## Work item:
Once you have read the records below, print them again exactly as they stand.

[[ Records shown open ]]

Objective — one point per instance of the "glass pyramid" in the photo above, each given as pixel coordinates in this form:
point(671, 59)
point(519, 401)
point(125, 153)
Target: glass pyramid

[[ Records shown closed ]]

## Exercise response:
Objective — one point per instance of the "glass pyramid" in the photo above, each given as pixel coordinates in this form:
point(671, 59)
point(519, 401)
point(125, 153)
Target: glass pyramid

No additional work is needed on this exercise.